> **Task requirements**
Produce a verbatim copy of the following records, leaving out all pictures.

> **Material to process**

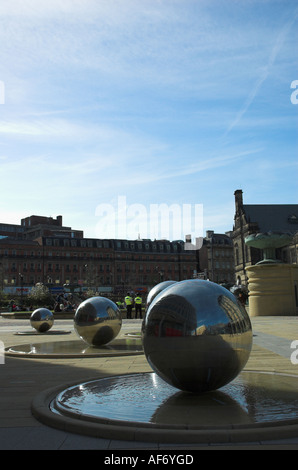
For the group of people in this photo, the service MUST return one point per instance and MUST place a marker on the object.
(63, 303)
(131, 302)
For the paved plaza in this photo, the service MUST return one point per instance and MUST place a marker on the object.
(24, 378)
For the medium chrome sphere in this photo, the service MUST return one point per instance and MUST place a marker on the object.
(42, 320)
(157, 290)
(97, 321)
(197, 336)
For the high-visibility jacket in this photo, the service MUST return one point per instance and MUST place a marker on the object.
(128, 300)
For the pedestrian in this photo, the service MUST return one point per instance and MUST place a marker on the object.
(138, 306)
(129, 303)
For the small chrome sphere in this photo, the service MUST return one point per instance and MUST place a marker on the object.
(97, 321)
(157, 290)
(42, 320)
(196, 336)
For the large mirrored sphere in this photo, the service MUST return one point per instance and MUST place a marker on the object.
(156, 290)
(197, 336)
(42, 319)
(97, 321)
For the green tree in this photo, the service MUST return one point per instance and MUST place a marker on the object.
(40, 296)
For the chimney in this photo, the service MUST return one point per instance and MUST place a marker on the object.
(238, 200)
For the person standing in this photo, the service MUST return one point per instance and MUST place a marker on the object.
(138, 306)
(129, 303)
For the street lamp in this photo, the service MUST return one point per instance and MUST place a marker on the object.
(21, 279)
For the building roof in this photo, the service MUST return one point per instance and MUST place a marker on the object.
(273, 217)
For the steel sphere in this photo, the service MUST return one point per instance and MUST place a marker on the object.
(157, 290)
(197, 336)
(42, 319)
(97, 321)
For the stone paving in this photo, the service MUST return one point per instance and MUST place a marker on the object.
(23, 378)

> **The completed task**
For the group of people in this photo, the service MUST return one point per instance and MUST place a marker on the object.
(63, 303)
(131, 302)
For the paved plaza in this photo, the service MUST return one point per instance and MUST place a marker on the object.
(24, 378)
For the medium chrome sphere in this photo, the service MUST return one point per instance and MUST place a marker on the object.
(42, 320)
(157, 290)
(97, 321)
(197, 336)
For the high-visibility jacket in this photo, the service MUST return one point per instance and MUST place a marker on the object.
(128, 300)
For the pedestrian in this photo, the service MUST return one point per instance and MUST place a marker on the object.
(138, 306)
(129, 303)
For the small chrome sphere in this photo, the service MUST return one point per instance and MUST place a marker on the object.
(97, 321)
(157, 290)
(42, 320)
(196, 336)
For the large mirrored sphere in this photo, the service MUST return one point per instance and MUST place a marker on the object.
(156, 290)
(197, 336)
(42, 319)
(97, 321)
For the green tree in this photo, the service MUST return one point per instance and MUST place a marker on the object.
(40, 296)
For the chimney in this photo, the service MUST return one point per instance and MUST place a marker on the object.
(238, 200)
For the person standing in this photo, the service MUST return one point per instance and MUST place a marker on the object.
(138, 306)
(129, 303)
For the street lamp in this photo, the service MUST return one point per instance and MUST place a marker on the object.
(21, 279)
For the building roof in this photo, the service MUST return one point per instance and MUST place a marker on the object.
(273, 217)
For the steel sphere in this photo, the service MUST return one point per instance and MUST place a marker on the object.
(157, 290)
(197, 336)
(42, 319)
(97, 321)
For the stone paving in this photo, the service MUST return one point per instance and MUST place a marker on the object.
(23, 378)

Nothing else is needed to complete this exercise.